:: Data supplied ::

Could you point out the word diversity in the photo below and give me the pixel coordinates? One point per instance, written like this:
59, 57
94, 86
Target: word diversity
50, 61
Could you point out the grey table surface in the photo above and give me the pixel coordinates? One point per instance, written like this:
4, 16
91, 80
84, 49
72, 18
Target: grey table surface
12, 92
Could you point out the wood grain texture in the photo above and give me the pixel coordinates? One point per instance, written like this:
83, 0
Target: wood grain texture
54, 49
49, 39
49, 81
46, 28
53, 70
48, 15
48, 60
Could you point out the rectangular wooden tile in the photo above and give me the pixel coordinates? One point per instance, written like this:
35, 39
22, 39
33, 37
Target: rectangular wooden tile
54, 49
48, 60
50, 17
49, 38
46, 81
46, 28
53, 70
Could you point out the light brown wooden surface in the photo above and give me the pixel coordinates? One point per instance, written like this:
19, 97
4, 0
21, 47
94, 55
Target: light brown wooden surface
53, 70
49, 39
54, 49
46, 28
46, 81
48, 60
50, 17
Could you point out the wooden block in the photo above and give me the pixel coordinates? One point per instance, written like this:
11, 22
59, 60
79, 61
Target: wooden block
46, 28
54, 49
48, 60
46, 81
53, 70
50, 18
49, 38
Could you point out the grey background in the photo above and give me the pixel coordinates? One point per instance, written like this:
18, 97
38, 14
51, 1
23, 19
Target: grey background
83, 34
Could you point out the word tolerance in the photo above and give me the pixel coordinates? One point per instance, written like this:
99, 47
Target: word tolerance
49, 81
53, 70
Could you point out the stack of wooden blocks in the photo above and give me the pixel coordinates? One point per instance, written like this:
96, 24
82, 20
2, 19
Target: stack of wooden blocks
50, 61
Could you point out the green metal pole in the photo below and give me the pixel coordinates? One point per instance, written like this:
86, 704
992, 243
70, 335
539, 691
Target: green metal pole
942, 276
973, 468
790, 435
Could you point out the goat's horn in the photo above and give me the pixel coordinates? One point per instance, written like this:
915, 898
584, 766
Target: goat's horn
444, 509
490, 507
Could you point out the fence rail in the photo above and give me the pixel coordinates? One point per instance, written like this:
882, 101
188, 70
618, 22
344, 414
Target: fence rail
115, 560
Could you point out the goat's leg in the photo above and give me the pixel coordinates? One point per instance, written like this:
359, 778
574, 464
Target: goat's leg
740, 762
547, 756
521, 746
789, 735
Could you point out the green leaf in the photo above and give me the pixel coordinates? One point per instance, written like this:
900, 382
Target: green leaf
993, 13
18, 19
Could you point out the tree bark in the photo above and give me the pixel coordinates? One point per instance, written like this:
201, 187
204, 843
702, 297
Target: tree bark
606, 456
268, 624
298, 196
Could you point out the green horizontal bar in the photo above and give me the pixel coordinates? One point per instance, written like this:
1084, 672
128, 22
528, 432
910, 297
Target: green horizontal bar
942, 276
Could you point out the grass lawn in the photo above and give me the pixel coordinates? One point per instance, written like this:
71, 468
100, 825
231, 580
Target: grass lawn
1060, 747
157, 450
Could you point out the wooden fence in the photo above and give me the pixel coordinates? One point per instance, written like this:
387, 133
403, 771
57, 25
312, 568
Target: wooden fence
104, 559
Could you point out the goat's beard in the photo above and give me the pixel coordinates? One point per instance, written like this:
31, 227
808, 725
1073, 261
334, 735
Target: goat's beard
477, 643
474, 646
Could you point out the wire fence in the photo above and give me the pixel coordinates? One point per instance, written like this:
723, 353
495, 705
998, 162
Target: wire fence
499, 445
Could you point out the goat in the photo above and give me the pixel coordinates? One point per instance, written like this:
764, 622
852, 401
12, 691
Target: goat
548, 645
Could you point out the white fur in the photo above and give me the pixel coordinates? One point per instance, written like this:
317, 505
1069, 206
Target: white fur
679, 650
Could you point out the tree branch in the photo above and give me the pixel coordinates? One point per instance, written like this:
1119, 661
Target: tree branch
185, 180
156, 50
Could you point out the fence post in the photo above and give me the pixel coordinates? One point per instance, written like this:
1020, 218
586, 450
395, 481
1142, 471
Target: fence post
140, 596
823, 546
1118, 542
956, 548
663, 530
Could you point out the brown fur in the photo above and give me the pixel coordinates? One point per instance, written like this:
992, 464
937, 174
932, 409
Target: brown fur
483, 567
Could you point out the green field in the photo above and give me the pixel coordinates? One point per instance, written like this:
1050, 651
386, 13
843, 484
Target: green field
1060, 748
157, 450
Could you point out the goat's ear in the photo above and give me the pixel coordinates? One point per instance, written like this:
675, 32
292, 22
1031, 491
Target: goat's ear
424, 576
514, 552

:::

### Task to complete
Copy the entries word for word, starting at the line that contains "Could you point out the goat in" and ending with the last line of the entries.

### Answer to the exercise
Could you point out the goat in the photo above and give me the pixel coordinates? One point per instance, written like this:
764, 622
852, 401
12, 691
Target: goat
548, 645
Could you point out the white fur in the photo above and give me the pixel coordinates? One point per instance, written like this:
317, 505
1069, 206
Target: white fur
679, 650
Could you point out the tree branch in the photo above and give me the pixel coordinates? One point per instance, written like this:
1119, 661
Target: tree branch
185, 180
156, 50
Could you point out the fence post in the photo above and give me the pixel coordinates? One point per instance, written like this:
1020, 218
586, 450
395, 481
1142, 471
Target: fence post
140, 596
823, 546
1118, 542
956, 548
663, 530
Could you point out the brown fur in the photo above and give me the pixel coordinates? One point per instance, written like this:
992, 464
937, 174
932, 409
Target: brown fur
483, 567
Could you point out the green field in the photo above and give me the pixel coordinates? One point per instance, written like this:
1050, 651
386, 13
843, 484
Target: green field
1060, 748
157, 450
Could you point out the goat's ear in the photo above and give me the pixel coordinates? One point per instance, written like this:
675, 32
292, 22
1031, 491
Target: goat's ear
424, 576
514, 552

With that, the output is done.